TASK TO COMPLETE:
Type out the entries again, matching each one exactly.

DATASET CONTENT:
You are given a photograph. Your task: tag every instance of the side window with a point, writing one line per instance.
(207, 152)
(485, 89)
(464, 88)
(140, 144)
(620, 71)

SOLVED PROBLEM:
You are given a photograph. Your task: tag every instance of the side window with a point, writing one line per instance.
(207, 152)
(485, 89)
(464, 88)
(140, 144)
(620, 71)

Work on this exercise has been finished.